═════ Supplied text ═════

A recent calculation of di-jet + photon suggested a method of
separating these events into three classes based on whether the
photon had the highest, middle or lowest energy fraction~\cite{JK}.
I refer the interested reader to Ref.~\cite{JK} and references
contained therein. The analysis here uses different observables
and distributions. The cuts necessary are simple and the observables
may be constructed from the four-vectors of the final state particles
in the lab (hadron-hadron center-of-momentum) frame.

The di-photon + jet cross section consists of, at the Born
level, $q \bar{q} \rightarrow \gamma \gamma g$,
$q g \rightarrow \gamma \gamma q$ and
$\bar{q} g \rightarrow \gamma \gamma \bar{q}$.
In this brief note it will be shown that by ordering events by the
$p_{T}$ of the jet, and looking at experimentally
motivated distributions, that di-photon + jet events can be
clearly separated into three classes. These three classes are: (1)
$p_{T jet}>$ $p_{T \gamma 1}>$ $p_{T \gamma 2}$,
(2) $p_{T \gamma 1}>$ $p_{T jet}>$ $p_{T \gamma 2}$,
and (3) $p_{T \gamma 1}>$ $p_{T \gamma 2}>$ $p_{T jet}$. The distributions
in question are motivated by the cone algorithm,
$R$ = $\sqrt{(\Delta y)^{2} + (\Delta \phi)^{2}}$, used to define jets
and isolated photons. Where $\Delta y$ is the magnitude of the
difference in rapidity of two
final state particles and $\Delta \phi$ is the azimuthal opening angle
between the two final state particles.
The distributions which will be presented in this paper
are: ($1/\sigma$) $d \sigma/d(\Delta y_{\gamma \gamma})$,
($1/\sigma$) $d \sigma/d(\Delta \phi_{\gamma \gamma})$
and ($1/\sigma$) $d \sigma/dR_{\gamma \gamma}$.
The distributions are normalized by the cross section to reduce the
sensitivity to $Q^{2}$ and differences in parton distributions.
%
The following inputs are used for this calculation:
$\sqrt{s}$ = 1800 GeV,
CTEQ3L parton distributions~\cite{CTEQ3}, the one-loop expression for
$\alpha_{s}(Q^{2})$, $Q^{2}=p^{2}_{T \gamma}$, and $m_{top}=$ 180 GeV.
Additionally, unless otherwise stated, the following cuts
are used: $p_{T \gamma}>$~10 GeV, $p_{T jet}>$~10 GeV,
$|y_{\gamma}|<$ 2.5, $|y_{jet}|<$ 3.0, and $R >$ 0.4.
%
%discussion of dely
%

Fig.~1 shows the results for the $\Delta y_{\gamma \gamma}$
distribution. The dashed curve is class (1), dot-dash class (2),
dotted class (3), and the solid curve is the sum of the three. It can be
seen that the distribution is a rapidly falling function of
$\Delta y_{\gamma \gamma}$ and that the three classes are distinct.
It should be noted that the separation can be enhanced by requiring a
stiffer $p_{T}$ cut on the photons thus enhancing class (3) events
at the cost of reducing the total number of events.

%
%discussion of delphi
%
Fig.~2 shows the results for the $\Delta \phi_{\gamma \gamma}$
distribution. This distribution has three distinct features: a
``shoulder'', a ``double-hump'', and a ``bump''. Each is associated with
class (1), class (2) and class (3) type events accordingly.
The locations of each peak can be understood easily from the kinematics
of each class.

═════

**Written instruction A**.
Reproduce word for word the passage of the di-photon + jet note that begins at the words "The di-photon +" and stops after "classes are: (1)".
**Written instruction B**.
Decide whether each statement below agrees with the di-photon + jet note, answering yes or no and quoting the words of the note that settle it. (i) The calculation uses CTEQ3L parton distributions. (ii) The distributions are normalized by the cross section to increase their sensitivity to Q². (iii) In Fig. 1, the dotted curve is class (2).

═════ Information given ═════

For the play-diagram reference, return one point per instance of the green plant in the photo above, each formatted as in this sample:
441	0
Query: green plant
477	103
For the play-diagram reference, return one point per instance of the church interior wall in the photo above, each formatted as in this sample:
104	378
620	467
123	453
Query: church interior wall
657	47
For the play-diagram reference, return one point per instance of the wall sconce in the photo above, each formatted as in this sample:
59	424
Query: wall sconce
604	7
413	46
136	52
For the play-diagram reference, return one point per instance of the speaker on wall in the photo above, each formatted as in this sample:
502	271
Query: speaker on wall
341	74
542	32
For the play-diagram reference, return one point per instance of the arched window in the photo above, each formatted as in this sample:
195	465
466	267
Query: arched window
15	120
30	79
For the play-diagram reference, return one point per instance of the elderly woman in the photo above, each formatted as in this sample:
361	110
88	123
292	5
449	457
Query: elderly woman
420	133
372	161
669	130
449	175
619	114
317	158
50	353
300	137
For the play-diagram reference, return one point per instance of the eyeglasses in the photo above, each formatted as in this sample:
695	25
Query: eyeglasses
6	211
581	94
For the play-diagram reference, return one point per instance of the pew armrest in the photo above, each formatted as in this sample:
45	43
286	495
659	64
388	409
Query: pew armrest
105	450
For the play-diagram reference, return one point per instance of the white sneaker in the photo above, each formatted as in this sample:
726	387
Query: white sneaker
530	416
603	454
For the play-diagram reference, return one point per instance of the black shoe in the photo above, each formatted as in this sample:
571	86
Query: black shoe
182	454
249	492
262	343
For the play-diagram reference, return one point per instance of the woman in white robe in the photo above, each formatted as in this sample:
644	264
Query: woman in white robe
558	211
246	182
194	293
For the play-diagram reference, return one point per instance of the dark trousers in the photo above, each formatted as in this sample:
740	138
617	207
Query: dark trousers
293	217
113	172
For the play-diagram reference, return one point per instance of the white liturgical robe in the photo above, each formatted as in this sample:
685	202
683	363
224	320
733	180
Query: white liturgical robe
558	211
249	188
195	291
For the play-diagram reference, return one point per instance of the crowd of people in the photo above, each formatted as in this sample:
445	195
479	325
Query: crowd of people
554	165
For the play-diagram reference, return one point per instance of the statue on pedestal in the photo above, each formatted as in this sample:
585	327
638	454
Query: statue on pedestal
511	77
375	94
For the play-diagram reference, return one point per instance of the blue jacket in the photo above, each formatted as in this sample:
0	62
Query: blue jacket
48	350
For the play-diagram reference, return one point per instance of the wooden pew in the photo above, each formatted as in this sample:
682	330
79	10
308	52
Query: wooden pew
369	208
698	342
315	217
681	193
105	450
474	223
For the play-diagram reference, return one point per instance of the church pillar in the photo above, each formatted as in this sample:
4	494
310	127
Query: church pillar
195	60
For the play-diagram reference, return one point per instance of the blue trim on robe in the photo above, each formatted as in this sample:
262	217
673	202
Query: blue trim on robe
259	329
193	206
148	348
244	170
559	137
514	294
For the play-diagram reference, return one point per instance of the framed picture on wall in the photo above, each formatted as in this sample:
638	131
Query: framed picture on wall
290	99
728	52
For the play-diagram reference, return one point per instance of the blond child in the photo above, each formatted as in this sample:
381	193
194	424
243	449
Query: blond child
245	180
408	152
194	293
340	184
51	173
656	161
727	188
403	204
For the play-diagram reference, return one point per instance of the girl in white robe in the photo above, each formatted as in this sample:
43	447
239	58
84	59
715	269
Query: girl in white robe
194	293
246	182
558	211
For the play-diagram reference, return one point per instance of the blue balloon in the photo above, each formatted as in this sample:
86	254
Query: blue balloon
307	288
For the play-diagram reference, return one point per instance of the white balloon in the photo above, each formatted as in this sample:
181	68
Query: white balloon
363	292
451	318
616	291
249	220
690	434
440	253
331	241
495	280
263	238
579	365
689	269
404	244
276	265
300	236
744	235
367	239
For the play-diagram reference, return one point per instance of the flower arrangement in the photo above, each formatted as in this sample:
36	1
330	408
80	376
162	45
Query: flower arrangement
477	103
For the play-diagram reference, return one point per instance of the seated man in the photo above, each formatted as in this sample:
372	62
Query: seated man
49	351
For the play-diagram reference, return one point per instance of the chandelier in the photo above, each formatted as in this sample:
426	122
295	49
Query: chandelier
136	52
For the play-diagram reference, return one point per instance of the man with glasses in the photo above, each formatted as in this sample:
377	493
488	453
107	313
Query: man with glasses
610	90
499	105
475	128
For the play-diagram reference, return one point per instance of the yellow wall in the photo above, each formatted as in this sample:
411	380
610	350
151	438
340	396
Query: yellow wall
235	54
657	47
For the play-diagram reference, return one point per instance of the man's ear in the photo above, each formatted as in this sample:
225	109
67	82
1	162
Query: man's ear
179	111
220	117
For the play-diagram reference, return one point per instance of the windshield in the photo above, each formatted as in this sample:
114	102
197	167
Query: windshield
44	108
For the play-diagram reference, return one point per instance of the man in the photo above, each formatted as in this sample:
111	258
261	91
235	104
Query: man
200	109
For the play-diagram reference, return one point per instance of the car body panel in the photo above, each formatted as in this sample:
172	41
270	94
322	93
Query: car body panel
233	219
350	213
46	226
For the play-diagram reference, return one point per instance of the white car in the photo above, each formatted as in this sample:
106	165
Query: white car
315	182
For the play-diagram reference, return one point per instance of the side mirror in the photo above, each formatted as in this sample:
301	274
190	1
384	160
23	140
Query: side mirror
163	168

═════

**Correct answer A**.
The di-photon + jet cross section consists of, at the Born
level, $q \bar{q} \rightarrow \gamma \gamma g$,
$q g \rightarrow \gamma \gamma q$ and
$\bar{q} g \rightarrow \gamma \gamma \bar{q}$.
In this brief note it will be shown that by ordering events by the
$p_{T}$ of the jet, and looking at experimentally
motivated distributions, that di-photon + jet events can be
clearly separated into three classes. These three classes are: (1)

**Correct answer B**.
(i) Yes: "CTEQ3L parton distributions"
(ii) No: "The distributions are normalized by the cross section to reduce the sensitivity"
(iii) No: "dotted class (3)"